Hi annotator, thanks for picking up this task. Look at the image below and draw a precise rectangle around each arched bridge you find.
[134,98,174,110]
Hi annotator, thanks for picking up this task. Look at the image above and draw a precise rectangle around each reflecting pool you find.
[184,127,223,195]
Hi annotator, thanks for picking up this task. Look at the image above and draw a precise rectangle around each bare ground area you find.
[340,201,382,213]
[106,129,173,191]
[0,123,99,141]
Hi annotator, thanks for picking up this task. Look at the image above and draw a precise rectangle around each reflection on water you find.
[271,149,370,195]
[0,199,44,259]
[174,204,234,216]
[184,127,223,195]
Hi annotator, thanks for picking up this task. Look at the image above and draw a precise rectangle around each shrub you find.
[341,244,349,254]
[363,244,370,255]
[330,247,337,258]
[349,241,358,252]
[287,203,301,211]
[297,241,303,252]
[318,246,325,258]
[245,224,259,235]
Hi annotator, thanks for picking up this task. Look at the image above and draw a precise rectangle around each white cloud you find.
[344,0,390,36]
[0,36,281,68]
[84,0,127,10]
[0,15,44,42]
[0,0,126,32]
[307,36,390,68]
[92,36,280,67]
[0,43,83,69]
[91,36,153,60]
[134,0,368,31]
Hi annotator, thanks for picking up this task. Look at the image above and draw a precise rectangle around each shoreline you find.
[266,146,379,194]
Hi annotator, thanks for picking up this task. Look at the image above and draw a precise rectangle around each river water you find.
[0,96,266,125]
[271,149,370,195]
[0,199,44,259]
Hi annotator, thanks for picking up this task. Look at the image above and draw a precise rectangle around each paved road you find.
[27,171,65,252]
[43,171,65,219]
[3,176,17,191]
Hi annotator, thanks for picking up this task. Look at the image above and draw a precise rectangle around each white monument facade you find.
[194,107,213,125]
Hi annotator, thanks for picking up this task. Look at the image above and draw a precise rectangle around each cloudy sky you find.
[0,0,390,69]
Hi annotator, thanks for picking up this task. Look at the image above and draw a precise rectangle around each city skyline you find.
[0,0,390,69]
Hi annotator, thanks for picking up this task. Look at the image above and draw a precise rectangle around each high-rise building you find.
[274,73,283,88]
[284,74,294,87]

+ + + +

DO THIS: Rewrite all the entries, replacing "precise rectangle" with "tight bounding box" and leaving everything else unchanged.

EXERCISE RESULT:
Hi annotator, thanks for picking up this task. Look at the image below and draw a tight bounding box around each arched bridge you find.
[134,98,174,110]
Hi annotator, thanks for picking up this task. Look at the image above and draw a tight bounding box around each reflecting pool you find.
[184,127,223,195]
Hi annotator, thanks for picking up this task. Look at the image above and draw a tight bounding box around each bare ground area you find.
[340,201,382,213]
[106,129,173,191]
[0,123,99,141]
Hi annotator, thanks for picking up this task. Look at the image above and draw a tight bounding box around each reflection on water you find.
[271,149,370,195]
[0,199,44,259]
[174,204,234,216]
[184,127,223,195]
Hi annotator, thanks for picking up this task. Look at the image above and draw a tight bounding box around each shrub you find.
[341,244,349,254]
[363,244,370,255]
[330,247,337,258]
[349,241,358,252]
[287,203,301,211]
[297,241,303,252]
[318,246,325,258]
[245,224,259,235]
Hi annotator, thanks for picking up this task. Look at the image above and draw a tight bounding box around each white cloud you find.
[344,0,390,36]
[0,36,281,68]
[84,0,127,10]
[0,15,44,42]
[0,0,126,32]
[307,36,390,68]
[92,36,280,67]
[0,43,83,69]
[91,36,153,60]
[134,0,368,31]
Hi annotator, thanks for picking up this task. Look at the image above and draw a tight bounding box around each shoreline you find.
[266,146,379,194]
Hi annotator, thanks for picking up this task. Look at the image above and draw a tight bounding box around each river water you find.
[0,96,266,125]
[271,149,370,195]
[0,199,44,259]
Hi annotator, thanks for picking up this task. Look at the image above and draw a tight bounding box around each paved road you find.
[27,171,65,252]
[43,171,65,219]
[3,176,17,191]
Hi annotator, thanks for picking up this task. Look at the image above and draw a tight bounding box around each white monument facade you find.
[194,107,213,125]
Hi annotator, thanks for picking up this task. Look at the image above and draw a tight bounding box around each cloudy sky you find.
[0,0,390,69]
Hi annotator, thanks for picking up this task. Look at the image above and draw a tight bounding box around each city skyline you find.
[0,0,390,69]
Hi annotator, thanks for picking up this task. Look at the image above and draw a tight bounding box around each high-rise building you find.
[274,73,283,88]
[284,74,294,87]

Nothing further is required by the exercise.